● **Instruction**: Locate each line in the listing below that contains the word "rock", treating case as significant, and copy every such line.

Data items
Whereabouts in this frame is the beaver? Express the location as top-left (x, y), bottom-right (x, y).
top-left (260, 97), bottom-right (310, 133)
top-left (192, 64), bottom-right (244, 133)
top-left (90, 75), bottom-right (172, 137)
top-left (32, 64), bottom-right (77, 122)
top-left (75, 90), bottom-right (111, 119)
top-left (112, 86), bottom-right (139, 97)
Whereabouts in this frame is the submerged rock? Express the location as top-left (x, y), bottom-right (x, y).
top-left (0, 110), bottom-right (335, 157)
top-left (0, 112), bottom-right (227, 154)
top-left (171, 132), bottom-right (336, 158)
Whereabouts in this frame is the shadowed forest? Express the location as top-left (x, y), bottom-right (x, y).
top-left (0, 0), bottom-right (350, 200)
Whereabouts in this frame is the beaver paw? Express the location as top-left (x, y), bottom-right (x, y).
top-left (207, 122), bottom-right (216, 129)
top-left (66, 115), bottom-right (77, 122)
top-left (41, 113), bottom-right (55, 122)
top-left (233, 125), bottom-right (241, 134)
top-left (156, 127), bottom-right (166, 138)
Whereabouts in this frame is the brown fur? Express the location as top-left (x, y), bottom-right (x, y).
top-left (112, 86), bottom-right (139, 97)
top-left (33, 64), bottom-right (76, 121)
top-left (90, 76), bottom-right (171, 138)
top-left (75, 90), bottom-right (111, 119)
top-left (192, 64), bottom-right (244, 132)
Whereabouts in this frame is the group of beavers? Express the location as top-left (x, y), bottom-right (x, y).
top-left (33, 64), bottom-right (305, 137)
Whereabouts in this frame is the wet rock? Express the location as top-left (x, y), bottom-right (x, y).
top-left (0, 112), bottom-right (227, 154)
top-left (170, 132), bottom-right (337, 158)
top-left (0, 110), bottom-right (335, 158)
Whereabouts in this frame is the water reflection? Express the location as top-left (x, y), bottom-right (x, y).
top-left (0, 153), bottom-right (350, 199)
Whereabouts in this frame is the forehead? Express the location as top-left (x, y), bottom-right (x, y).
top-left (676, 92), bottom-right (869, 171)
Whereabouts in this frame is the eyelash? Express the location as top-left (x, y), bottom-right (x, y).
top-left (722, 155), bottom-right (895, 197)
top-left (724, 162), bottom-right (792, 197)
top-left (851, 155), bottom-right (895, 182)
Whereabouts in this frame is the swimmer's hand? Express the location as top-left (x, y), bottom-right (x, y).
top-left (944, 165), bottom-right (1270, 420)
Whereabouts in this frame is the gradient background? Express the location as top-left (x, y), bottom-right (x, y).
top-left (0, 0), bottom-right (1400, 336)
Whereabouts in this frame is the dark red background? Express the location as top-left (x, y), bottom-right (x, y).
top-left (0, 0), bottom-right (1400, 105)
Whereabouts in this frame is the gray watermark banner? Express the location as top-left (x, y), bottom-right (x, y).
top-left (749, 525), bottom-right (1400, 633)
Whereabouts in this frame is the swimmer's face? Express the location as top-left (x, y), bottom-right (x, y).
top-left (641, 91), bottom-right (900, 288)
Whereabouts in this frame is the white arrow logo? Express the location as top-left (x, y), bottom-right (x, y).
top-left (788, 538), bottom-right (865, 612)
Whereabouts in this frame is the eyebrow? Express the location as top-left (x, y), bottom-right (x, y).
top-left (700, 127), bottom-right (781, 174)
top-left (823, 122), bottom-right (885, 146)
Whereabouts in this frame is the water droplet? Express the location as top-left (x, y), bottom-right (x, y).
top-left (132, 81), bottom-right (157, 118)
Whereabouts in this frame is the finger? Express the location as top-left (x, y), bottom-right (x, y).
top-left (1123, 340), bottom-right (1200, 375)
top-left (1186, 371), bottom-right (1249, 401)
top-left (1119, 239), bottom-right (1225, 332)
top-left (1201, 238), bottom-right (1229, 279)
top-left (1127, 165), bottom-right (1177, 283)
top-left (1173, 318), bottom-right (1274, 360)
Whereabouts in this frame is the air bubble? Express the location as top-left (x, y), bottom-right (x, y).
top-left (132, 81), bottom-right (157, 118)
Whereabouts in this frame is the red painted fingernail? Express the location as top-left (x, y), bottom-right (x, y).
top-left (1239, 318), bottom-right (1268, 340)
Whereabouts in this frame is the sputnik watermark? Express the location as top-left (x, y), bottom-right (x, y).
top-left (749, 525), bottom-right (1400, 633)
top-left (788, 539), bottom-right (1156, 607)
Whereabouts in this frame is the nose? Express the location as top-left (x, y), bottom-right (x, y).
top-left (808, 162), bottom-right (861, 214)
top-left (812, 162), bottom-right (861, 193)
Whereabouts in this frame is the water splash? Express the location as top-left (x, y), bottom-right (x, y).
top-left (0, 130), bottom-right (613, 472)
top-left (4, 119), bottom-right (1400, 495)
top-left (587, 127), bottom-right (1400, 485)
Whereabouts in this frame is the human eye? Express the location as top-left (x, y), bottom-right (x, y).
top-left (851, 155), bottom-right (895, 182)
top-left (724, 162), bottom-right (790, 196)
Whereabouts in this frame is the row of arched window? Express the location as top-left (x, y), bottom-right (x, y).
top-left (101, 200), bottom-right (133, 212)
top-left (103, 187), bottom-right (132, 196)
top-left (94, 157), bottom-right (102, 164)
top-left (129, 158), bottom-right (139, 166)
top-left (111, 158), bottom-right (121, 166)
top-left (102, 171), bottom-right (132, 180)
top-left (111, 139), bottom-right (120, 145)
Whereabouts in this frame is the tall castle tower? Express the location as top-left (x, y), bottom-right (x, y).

● **Solved problem**:
Whereabouts in this frame is the submerged rock? Express the location as top-left (x, y), bottom-right (x, y).
Whereabouts in this frame is the wet rock? Express the location as top-left (x, y), bottom-right (x, y).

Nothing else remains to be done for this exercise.